** START Material supplied **
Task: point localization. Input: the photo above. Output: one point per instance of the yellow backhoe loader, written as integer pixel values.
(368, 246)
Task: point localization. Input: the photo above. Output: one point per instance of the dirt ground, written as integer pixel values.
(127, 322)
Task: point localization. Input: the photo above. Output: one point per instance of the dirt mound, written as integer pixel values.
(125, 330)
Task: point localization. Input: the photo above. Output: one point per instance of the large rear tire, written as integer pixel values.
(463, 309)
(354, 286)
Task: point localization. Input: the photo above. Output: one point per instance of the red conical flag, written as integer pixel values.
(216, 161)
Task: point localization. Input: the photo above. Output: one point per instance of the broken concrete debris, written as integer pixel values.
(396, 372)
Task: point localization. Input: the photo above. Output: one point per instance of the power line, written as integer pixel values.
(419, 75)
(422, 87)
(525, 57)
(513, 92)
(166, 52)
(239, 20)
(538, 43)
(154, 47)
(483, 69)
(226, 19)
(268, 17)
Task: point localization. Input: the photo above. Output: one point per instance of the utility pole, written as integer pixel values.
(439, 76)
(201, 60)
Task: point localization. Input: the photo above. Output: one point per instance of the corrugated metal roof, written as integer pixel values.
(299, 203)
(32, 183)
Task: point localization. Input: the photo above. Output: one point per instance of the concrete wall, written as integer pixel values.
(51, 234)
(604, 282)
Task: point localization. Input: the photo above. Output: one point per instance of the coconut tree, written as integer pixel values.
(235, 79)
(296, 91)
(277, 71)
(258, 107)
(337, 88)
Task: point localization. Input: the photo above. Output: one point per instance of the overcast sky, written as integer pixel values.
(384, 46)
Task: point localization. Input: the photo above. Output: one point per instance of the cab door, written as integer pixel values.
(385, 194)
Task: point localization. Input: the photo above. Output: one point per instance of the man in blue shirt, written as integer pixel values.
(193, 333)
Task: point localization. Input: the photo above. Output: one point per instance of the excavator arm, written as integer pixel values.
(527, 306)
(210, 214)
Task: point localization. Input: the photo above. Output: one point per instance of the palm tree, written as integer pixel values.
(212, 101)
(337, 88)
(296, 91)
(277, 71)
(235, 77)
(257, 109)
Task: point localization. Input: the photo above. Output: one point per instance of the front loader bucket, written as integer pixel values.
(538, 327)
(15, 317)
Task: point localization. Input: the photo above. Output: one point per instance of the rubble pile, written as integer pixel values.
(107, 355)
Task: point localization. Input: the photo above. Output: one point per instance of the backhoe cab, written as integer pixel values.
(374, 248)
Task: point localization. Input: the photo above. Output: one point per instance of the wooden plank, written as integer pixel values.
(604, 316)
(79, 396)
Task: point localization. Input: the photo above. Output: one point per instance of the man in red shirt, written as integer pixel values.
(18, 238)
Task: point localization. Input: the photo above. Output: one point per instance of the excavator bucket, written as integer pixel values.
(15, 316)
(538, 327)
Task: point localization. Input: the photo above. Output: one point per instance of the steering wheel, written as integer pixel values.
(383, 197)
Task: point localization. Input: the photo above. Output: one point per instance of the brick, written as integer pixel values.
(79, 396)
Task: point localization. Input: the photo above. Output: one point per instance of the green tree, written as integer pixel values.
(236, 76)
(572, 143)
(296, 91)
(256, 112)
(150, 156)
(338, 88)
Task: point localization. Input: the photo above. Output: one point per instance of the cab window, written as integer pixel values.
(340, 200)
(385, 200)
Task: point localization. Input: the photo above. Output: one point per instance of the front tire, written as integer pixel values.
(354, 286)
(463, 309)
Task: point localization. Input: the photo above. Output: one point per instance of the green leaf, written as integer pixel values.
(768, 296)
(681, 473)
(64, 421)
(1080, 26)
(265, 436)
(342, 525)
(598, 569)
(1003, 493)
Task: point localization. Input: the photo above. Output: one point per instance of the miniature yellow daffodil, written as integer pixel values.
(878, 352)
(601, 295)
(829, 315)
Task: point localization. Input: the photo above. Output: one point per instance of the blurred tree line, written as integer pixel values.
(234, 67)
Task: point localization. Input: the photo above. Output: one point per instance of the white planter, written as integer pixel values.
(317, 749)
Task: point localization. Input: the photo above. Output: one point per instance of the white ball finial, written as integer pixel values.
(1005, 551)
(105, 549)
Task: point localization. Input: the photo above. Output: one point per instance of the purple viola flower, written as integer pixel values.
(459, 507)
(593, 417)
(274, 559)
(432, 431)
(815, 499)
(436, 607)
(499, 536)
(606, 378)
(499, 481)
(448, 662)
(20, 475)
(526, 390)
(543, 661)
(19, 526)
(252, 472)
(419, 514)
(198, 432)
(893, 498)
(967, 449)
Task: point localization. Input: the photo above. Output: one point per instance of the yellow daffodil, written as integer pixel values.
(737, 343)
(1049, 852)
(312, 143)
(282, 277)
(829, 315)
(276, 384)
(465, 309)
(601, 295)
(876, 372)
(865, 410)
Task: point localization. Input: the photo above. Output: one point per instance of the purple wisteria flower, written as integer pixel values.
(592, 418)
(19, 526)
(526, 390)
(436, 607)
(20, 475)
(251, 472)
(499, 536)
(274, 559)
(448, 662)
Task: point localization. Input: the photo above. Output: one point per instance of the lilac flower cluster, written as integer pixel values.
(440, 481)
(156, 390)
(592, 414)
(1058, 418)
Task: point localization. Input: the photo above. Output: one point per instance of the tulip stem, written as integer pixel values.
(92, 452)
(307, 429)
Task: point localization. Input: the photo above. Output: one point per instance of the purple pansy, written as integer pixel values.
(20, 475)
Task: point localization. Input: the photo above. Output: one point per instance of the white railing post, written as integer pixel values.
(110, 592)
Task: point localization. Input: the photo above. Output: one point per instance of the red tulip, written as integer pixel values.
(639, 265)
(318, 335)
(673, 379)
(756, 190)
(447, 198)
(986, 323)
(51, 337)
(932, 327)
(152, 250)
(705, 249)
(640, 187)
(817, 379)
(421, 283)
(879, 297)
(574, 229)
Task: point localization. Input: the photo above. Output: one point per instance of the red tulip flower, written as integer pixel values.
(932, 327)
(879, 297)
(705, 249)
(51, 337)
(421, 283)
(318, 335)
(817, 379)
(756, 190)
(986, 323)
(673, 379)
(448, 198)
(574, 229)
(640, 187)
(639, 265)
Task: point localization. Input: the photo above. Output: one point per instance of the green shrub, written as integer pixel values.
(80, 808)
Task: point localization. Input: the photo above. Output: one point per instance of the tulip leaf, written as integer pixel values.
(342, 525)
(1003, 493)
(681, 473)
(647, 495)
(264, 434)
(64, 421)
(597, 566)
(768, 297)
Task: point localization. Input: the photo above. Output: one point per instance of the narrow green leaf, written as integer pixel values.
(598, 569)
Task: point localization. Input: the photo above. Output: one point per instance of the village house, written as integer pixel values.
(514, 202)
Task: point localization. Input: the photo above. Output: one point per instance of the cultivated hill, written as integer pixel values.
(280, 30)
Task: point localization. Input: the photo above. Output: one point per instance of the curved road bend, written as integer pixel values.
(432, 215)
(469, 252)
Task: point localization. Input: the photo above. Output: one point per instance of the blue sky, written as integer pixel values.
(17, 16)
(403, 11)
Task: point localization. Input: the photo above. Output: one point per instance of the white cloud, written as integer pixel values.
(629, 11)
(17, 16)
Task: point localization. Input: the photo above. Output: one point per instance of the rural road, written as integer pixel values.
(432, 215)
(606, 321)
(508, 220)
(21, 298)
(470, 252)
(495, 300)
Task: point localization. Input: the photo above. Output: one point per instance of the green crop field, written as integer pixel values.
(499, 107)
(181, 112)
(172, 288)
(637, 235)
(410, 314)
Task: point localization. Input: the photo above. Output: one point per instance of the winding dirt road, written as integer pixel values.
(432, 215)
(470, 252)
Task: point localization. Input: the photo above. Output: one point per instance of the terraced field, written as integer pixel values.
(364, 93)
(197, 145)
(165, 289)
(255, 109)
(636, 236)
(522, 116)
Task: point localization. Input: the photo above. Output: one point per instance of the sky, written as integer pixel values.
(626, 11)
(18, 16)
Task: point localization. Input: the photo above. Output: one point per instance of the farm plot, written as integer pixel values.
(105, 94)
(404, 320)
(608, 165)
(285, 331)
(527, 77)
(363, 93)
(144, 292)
** END Material supplied **
The task: Rewrite the data as a numbered list, from the line containing "cloud, written as integer pixel values." through the last line, including both, and omit any blank lines.

Answer below:
1. Task: point localization. Input: the photo above. Output: one point per instance of the white cloud, written as integer pixel values.
2. (629, 11)
3. (17, 16)
4. Task: point localization. Input: the photo above. Output: one point per instance of the rural road, written as integer pixel values.
5. (432, 215)
6. (606, 321)
7. (508, 220)
8. (21, 298)
9. (470, 252)
10. (495, 300)
11. Task: point localization. Input: the photo above. Output: one point per instance of the green crop field, written as integer pixel values.
12. (499, 107)
13. (181, 112)
14. (172, 288)
15. (637, 235)
16. (410, 314)
17. Task: point localization. Input: the photo above. Output: one point per instance of the winding dirt road, written as integer pixel values.
18. (432, 215)
19. (470, 252)
20. Task: point localization. Input: the photo above. Output: one point per instance of the terraced field, written as integer pixel values.
21. (364, 93)
22. (197, 145)
23. (165, 289)
24. (255, 109)
25. (636, 236)
26. (522, 116)
27. Task: point localization. Input: the photo above. Output: one point per instance of the sky, written as integer pixel values.
28. (626, 11)
29. (18, 16)
30. Task: point localization. Input: the photo above. Output: one point per instance of the farm plot, written as integer pixel values.
31. (105, 94)
32. (404, 320)
33. (608, 165)
34. (285, 331)
35. (527, 77)
36. (363, 93)
37. (144, 292)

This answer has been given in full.